Source data:
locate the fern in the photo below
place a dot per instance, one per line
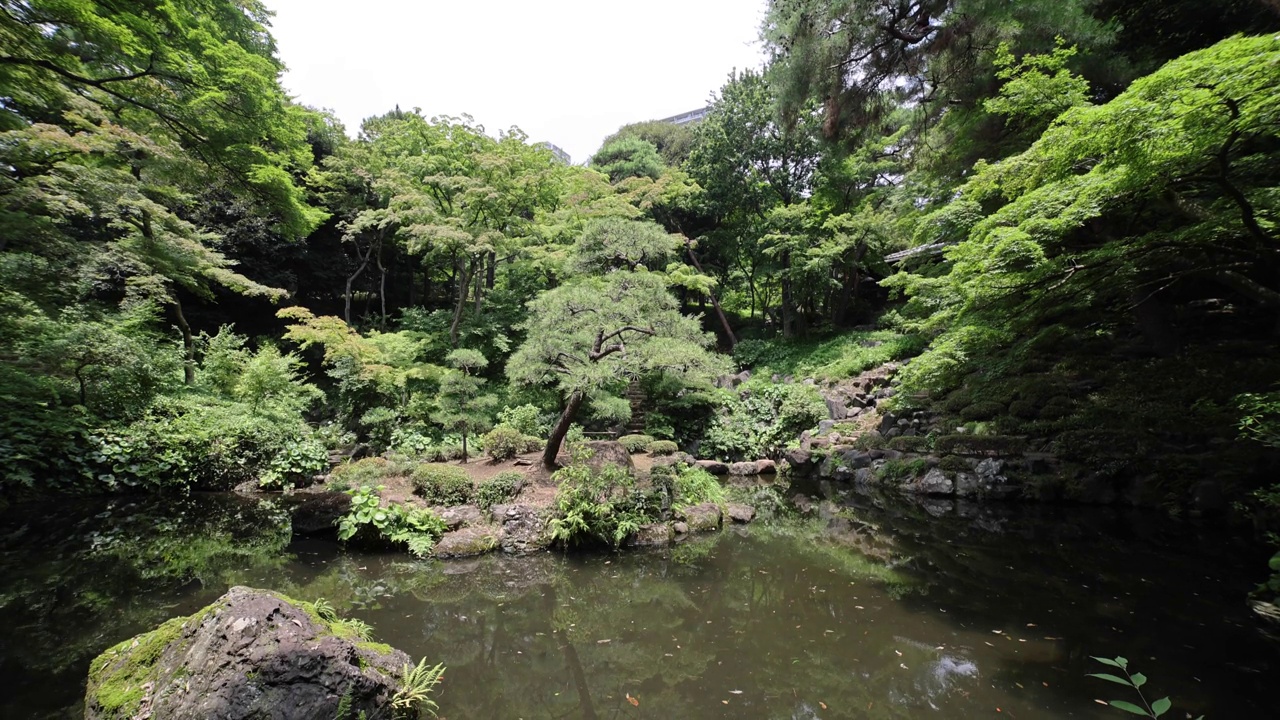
(417, 683)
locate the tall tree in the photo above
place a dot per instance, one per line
(590, 338)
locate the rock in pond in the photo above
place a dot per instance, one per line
(251, 654)
(740, 513)
(703, 516)
(466, 542)
(522, 529)
(654, 534)
(713, 466)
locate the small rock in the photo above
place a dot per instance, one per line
(713, 466)
(654, 534)
(466, 542)
(703, 516)
(740, 513)
(461, 515)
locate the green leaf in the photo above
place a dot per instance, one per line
(1111, 679)
(1129, 707)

EXERCISE DETAILS: Please write out all of the data above word for word, leaving out any pictures.

RESULT OF THE TASK:
locate the fern in the photo below
place a dot per instance, one per line
(417, 683)
locate the tall tree in the photo above
place a dot per instance, one per line
(590, 338)
locate the rock in pond in the photo above
place a dot per instance, one per line
(251, 654)
(740, 513)
(703, 516)
(466, 542)
(522, 529)
(654, 534)
(713, 466)
locate the small rock in the photo above
place a dot per instance, one per line
(713, 466)
(654, 534)
(466, 542)
(703, 516)
(740, 513)
(461, 515)
locate the green leaf in the photo above
place a dot per instance, one per line
(1111, 679)
(1129, 707)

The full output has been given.